==== Text ====

Role of Water in Transient Cytochrome c2 Docking

Abstract

Cytochrome c (cyt c) is a small water-soluble redox protein that facilitates electron transfer in photosynthesis and respiration by alternately docking to integral membrane proteins such as the photosynthetic reaction center (RC). Recently, a high-resolution X-ray structure was solved for the RC−cyt c2 complex of Rhodobacter sphaeroides, revealing important contacts between the RC in its ground state and reduced cyt c2 mediated by bridging water molecules. In this article, we compare the variations in these contacts and in the interface in general for both redox states of cyt c2 that resulted from full-atom simulations of the complexes embedded in a membrane with explicit water molecules. Molecular dynamics simulations of the two redox states of the RC−cyt c2 system were performed using the CHARMM27 parameters developed for the oxidized and reduced forms of the heme prosthethic group. In its overall dynamics, the encounter complex was found to be very similar in both redox states, exhibiting at the interface a stable hydrophobic tunneling domain and a broad basin of attraction. The differences between the redox states are subtle and involve the formation of a structured cluster of water molecules in the reduced cyt c2 system. Fluctuations of water and residues at the interface increase upon oxidation and probably mediate the undocking process. The observed differences between the two redox states of the system can only be attributed to the different electrostatic potentials generated by heme in the interface region, as no other modifications were introduced. As the time scale of the undocking process is beyond the time scales reachable by full atomic molecular dynamics simulation of the system, we employed steered molecular dynamics to investigate and compare the energetics associated with the unbinding of RC−cyt c2 in the reduced and oxidized forms.

====

- [Complete the following]
a) In the abstract on cytochrome c2 docking, which parameters were used for the molecular dynamics simulations of the two redox states?
b) Do these statements agree with the abstract on cytochrome c2 docking? Answer yes or no for each, quoting the deciding words. (i) The X-ray structure showed contacts between the RC and reduced cyt c2 that run through water molecules. (ii) The encounter complex behaved very differently in the two redox states. (iii) Fluctuations of water and residues at the interface decrease upon oxidation.

==== Extracted records ====

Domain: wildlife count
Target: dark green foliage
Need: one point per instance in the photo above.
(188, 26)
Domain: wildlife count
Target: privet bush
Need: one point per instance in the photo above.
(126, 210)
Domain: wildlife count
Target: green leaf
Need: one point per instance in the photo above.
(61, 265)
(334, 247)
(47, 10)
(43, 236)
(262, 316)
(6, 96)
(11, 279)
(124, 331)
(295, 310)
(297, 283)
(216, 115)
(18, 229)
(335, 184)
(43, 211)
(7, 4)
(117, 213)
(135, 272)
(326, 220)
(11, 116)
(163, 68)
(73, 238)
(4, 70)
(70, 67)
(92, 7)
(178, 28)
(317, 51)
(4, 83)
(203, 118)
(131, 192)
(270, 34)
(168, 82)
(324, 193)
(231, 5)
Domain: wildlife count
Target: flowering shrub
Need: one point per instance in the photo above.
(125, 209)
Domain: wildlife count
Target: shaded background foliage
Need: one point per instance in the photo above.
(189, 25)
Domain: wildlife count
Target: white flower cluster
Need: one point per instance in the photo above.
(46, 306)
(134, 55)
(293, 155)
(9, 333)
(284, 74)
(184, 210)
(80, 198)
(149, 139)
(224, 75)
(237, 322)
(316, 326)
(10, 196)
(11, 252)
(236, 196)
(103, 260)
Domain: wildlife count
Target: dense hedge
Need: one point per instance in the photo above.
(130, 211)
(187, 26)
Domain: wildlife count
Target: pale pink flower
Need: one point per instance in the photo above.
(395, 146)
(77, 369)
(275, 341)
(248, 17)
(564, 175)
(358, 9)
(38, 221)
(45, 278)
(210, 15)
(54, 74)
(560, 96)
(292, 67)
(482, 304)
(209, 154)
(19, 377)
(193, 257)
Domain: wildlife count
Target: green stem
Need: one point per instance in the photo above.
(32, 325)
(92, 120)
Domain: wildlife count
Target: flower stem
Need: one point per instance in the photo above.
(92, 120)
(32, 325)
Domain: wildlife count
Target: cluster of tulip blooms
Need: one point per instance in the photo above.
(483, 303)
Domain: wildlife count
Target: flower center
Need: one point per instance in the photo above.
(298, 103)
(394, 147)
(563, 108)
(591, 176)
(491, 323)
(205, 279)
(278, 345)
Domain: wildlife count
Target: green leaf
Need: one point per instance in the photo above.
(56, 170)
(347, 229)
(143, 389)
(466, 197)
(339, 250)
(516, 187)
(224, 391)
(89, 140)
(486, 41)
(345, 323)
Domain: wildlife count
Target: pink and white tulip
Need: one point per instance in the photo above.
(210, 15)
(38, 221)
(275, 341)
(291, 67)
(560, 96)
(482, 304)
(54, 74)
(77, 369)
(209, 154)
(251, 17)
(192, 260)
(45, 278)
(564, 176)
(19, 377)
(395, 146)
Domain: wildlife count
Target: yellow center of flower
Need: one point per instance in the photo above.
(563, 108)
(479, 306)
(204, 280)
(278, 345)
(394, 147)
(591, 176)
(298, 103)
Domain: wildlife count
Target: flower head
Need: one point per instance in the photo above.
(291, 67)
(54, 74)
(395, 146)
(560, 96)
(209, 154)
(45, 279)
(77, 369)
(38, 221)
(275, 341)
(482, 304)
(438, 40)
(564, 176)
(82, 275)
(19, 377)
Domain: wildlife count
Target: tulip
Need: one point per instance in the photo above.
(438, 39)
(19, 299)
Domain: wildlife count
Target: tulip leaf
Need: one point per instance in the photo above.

====

- [Solutions in order]
a) The CHARMM27 parameters developed for the oxidized and reduced forms of the heme group.

b)
(i) Yes: "mediated by bridging water molecules."
(ii) No: "the encounter complex was found to be very similar in both redox states."
(iii) No: "Fluctuations of water and residues at the interface increase upon oxidation."